> WHAT TO DO: Below is some material; transcribe all of it exactly.

<<<<

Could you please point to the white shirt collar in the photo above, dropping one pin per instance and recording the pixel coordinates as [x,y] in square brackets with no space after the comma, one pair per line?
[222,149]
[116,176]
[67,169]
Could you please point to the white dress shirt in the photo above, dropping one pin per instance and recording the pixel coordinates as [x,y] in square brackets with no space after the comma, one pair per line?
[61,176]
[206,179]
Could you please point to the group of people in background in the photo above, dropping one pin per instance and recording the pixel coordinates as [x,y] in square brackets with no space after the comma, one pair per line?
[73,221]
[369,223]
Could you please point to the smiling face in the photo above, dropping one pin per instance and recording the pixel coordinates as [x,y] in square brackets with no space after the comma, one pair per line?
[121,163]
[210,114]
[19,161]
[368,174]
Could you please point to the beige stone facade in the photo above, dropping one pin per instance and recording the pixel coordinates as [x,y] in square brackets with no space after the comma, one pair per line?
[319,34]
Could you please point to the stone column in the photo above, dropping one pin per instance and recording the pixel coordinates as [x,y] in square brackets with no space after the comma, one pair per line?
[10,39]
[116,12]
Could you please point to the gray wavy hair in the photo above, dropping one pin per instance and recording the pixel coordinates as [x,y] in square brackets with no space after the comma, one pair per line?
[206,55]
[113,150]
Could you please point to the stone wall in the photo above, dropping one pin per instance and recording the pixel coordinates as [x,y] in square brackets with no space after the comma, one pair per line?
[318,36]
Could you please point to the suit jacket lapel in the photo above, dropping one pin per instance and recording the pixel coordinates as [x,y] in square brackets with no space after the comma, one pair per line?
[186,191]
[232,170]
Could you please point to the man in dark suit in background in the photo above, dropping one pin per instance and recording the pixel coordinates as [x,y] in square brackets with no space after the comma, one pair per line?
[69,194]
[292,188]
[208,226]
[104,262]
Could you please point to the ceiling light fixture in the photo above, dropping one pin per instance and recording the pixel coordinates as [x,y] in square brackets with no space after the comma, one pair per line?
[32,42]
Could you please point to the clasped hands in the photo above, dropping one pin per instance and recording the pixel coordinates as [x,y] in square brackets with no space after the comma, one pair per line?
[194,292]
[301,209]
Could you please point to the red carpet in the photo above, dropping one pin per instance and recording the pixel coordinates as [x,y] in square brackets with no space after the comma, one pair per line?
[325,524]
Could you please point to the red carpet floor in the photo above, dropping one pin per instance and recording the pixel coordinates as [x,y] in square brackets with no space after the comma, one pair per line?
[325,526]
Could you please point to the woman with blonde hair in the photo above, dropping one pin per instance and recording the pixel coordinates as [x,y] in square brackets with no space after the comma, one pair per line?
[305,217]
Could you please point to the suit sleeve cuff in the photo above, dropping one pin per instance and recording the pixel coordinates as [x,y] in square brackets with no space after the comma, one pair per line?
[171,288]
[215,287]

>>>>

> RESPONSE:
Could you please point to the white shirt collar in the photo above, dropping one pin per instance and recording the pixel coordinates as [x,y] in square brackets with no space after the comma, one pair per line?
[222,149]
[116,176]
[67,169]
Could you please point to the white dress shirt in the photo above, dropping one pin per instance and recording the pixel coordinates as [x,y] in square brackets with no space after the comma, one pair per line?
[61,176]
[206,179]
Could you please point to the group of people in background in the photo above, dropping one pin per instance and recording the pixel coordinates as [x,y] in square brackets with no space after the comma, one pair per line?
[73,221]
[369,223]
Could you please point to the smiling face in the photo above, dropping one pin per instance and recording the pixel coordinates as [x,y] in square brackets with no space after the comma, one pair per line?
[121,163]
[210,114]
[19,161]
[368,174]
Could you please point to the beige stone facade in the photo above, dropping one pin per instance and recording the pixel coordinates as [x,y] in square brackets with no space after the comma, one pair per line?
[319,34]
Could you please point to the stone column in the photo above, dropping one pin per instance and recording the pixel coordinates as [x,y] in square brackets with no space after the comma, one pair per line?
[10,39]
[116,12]
Could you please point to the gray wavy hair in the photo above, dropping one pin per instance and recording the pixel coordinates as [x,y] in square brackets with no space after the comma, one pair per line?
[206,55]
[113,150]
Could you please point to the stone wall in the photo above, dropping one pin per instance and recording the pixel coordinates as [x,y] in square brackets with no space after the comma, one pair per line?
[318,36]
Could you please point to the suit jacket lapel in the photo above, dropping one pin per instance and recording the pixel coordinates as [x,y] in square brackets with no space after the comma, one pair per line?
[186,191]
[232,170]
Could you please point to the man in dark suit in background in the photo above, dropping one pin per instance and recording the pixel coordinates as [x,y] in square brackets with no space after the comma, one pair per line?
[69,194]
[292,188]
[208,226]
[104,262]
Could you please point to the ceiling light fixture in the photo above, dropping one pin per instance and recording the pixel coordinates as [x,y] in square brackets with no space after the comma, one pair per line?
[32,42]
Could you please point to the clasped hands in the photo above, dropping one pin per instance and recording the pixel coordinates as [x,y] in square brackets with no space after the comma, one pair per line?
[194,292]
[301,209]
Could you please point to the red carpet in the photo above, dropping one pin per instance and recording the pixel coordinates as [x,y] in square brackets with no space after the comma, one pair per line?
[325,524]
Could you please point to the red carpet floor in the photo above, dropping one pin per instance and recording the pixel coordinates as [x,y] in square brackets with no space after the comma, one pair per line?
[325,526]
Could you please point to the woman with blonde hair in the photo above, dropping one pin per instance and recording the pixel coordinates as [x,y] in square brackets with no space after the comma, one pair per line?
[305,217]
Could you please point to the suit sleeve cuff in the photo above, dropping one pin per instance and recording the pixel coordinates as [x,y] in square brackets with no space after the comma, one pair per line?
[171,288]
[215,287]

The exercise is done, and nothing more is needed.